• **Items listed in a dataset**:

• • •

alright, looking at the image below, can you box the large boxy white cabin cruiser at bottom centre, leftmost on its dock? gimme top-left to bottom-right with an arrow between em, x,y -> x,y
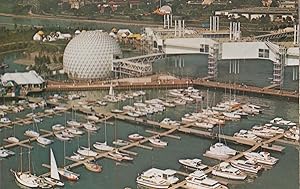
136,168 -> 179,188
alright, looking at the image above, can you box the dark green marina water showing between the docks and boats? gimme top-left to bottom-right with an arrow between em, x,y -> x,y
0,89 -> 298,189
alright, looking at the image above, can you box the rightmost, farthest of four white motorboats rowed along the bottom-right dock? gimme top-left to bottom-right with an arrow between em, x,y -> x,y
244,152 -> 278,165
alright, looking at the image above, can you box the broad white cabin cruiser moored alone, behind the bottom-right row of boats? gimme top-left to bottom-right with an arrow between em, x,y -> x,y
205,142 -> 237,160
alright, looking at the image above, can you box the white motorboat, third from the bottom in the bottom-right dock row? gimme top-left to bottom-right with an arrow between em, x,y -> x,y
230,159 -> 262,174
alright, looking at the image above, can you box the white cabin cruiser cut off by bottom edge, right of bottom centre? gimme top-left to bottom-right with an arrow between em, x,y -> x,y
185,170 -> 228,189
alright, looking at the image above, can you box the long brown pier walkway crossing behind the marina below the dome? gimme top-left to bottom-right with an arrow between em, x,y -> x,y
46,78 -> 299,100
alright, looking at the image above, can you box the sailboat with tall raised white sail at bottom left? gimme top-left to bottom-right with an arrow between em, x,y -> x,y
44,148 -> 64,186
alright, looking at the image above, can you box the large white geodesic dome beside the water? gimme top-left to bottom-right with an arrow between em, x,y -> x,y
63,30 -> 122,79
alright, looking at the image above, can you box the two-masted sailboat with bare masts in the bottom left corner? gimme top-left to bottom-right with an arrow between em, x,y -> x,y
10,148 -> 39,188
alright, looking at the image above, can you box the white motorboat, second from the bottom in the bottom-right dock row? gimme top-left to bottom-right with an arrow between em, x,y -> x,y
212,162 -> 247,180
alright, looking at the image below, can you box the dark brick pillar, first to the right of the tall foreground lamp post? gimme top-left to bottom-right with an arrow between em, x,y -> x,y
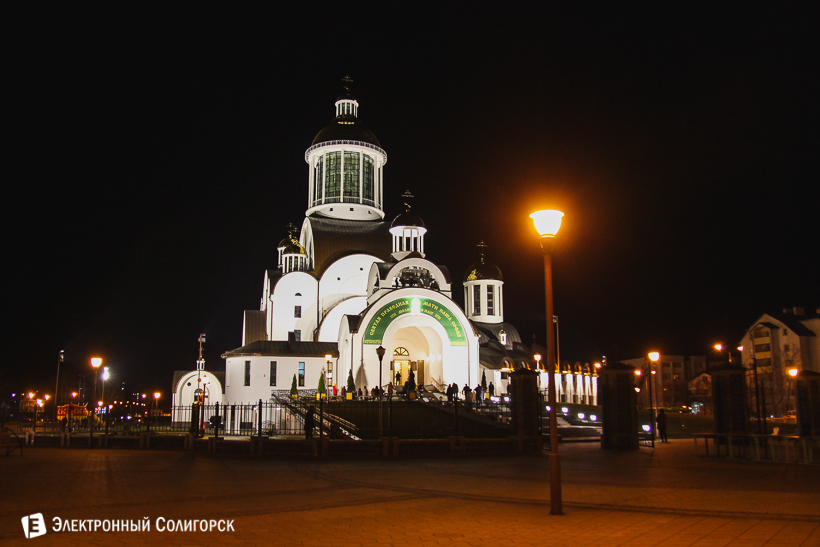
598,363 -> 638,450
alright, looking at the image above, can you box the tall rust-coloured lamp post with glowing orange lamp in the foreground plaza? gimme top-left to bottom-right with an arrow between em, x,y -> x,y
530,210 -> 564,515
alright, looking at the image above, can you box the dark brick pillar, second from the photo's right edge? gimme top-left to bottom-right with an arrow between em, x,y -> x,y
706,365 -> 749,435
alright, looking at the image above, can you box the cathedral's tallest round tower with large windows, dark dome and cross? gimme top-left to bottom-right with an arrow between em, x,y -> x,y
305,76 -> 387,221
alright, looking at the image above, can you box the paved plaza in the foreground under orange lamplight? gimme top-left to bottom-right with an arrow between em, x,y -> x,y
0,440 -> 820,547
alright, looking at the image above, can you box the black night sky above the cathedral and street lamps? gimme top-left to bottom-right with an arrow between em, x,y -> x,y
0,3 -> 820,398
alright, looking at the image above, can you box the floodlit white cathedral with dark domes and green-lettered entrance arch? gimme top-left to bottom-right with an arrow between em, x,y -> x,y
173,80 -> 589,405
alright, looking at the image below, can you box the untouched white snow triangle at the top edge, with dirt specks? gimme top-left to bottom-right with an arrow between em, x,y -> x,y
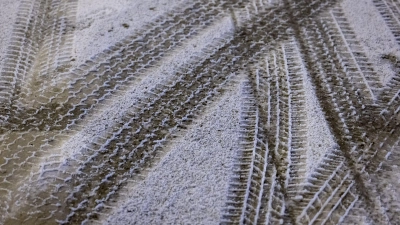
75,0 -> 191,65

• • •

• **WHAT THE TASK ASKS**:
Return each record exactly as given, excluding any image.

• **EXERCISE SOLUTION**:
alright, looking at the image below, can you box the large boxy white cabin cruiser at bottom centre, leftmost on its dock? gimme top-left to bottom-right with an arrow between em, x,y -> x,y
136,168 -> 179,188
alright, looking at the image above, can you box the dark green marina water showing between the docks and boats? gimme top-left to bottom-right with an arrow between em, x,y -> x,y
0,89 -> 298,189
alright, looking at the image above, can you box the rightmost, farthest of four white motorboats rowed along the bottom-right dock? gimme top-left to bottom-right with an arrow between em, x,y -> x,y
244,152 -> 278,165
alright, looking at the image above, can you box the broad white cabin cruiser moored alone, behind the bottom-right row of boats? gimme top-left to bottom-right with an arrow between em, x,y -> x,y
205,142 -> 237,160
alright, looking at the image above, can you box the white motorboat, third from the bottom in the bottom-right dock row? gimme top-left to bottom-right with an arrow between em, x,y -> x,y
230,159 -> 262,174
alright, looking at the image above, can you box the white cabin cruiser cut off by bottom edge, right of bottom centre? gimme top-left to bottom-right with an arrow between em, x,y -> x,y
185,170 -> 228,189
alright, looking at the image above, can you box the long brown pier walkway crossing behind the marina below the dome? gimme top-left to bottom-right with an arrow between em, x,y -> x,y
46,78 -> 299,100
alright, looking at the image above, can you box the sailboat with tall raised white sail at bottom left? gimme top-left to bottom-right with an arrow between em, x,y -> x,y
44,148 -> 64,186
alright, looking at the image above, can you box the large white geodesic dome beside the water? gimme top-left to bottom-right with an arrow between em, x,y -> x,y
63,30 -> 122,79
alright, looking at the image above, can you box the two-masted sailboat with bare masts in the bottom left corner? gimme top-left to bottom-right with an arrow between em, x,y -> x,y
10,148 -> 39,188
alright, looking at the image above, can you box the white motorboat, second from the bottom in the bottom-right dock row? gimme top-left to bottom-right with an arrow between em, x,y -> x,y
212,162 -> 247,180
alright, looking at the image below, can you box the dark brick pillar, first to the right of the tall foreground lamp post? gimme top-left to bottom-right with an arrow between em, x,y -> x,y
598,363 -> 638,450
alright, looking at the image above, can you box the tall rust-coloured lamp post with glowing orange lamp in the foreground plaza? gimme top-left to bottom-right with an arrow between em, x,y -> x,y
530,210 -> 564,515
alright, looking at the image above, can you box the dark brick pillar, second from the photo's right edge? gimme top-left to bottom-right with an arrow between em, x,y -> x,y
706,365 -> 749,435
alright, looking at the image above, can you box the cathedral's tallest round tower with large windows, dark dome and cross? gimme top-left to bottom-right with an arrow between em, x,y -> x,y
305,76 -> 387,221
alright, looking at the image above, can you box the paved plaza in the foreground under orange lamplight? gimme top-left to bottom-right with an arrow between em, x,y -> x,y
0,440 -> 820,547
alright, looking at the image above, can you box the black night sky above the cathedral and street lamps? gimme top-left to bottom-right with an arrow between em, x,y -> x,y
0,3 -> 820,398
alright, looking at the image above, can you box the floodlit white cathedral with dark domes and green-lettered entrance arch? gimme top-left to bottom-right with an arrow between em, x,y -> x,y
173,80 -> 589,405
alright, looking at the image below, can you box the untouched white snow triangle at the top edge, with dirt specks? gimme top-left to bottom-right with an arrow between em, x,y -> x,y
75,0 -> 191,65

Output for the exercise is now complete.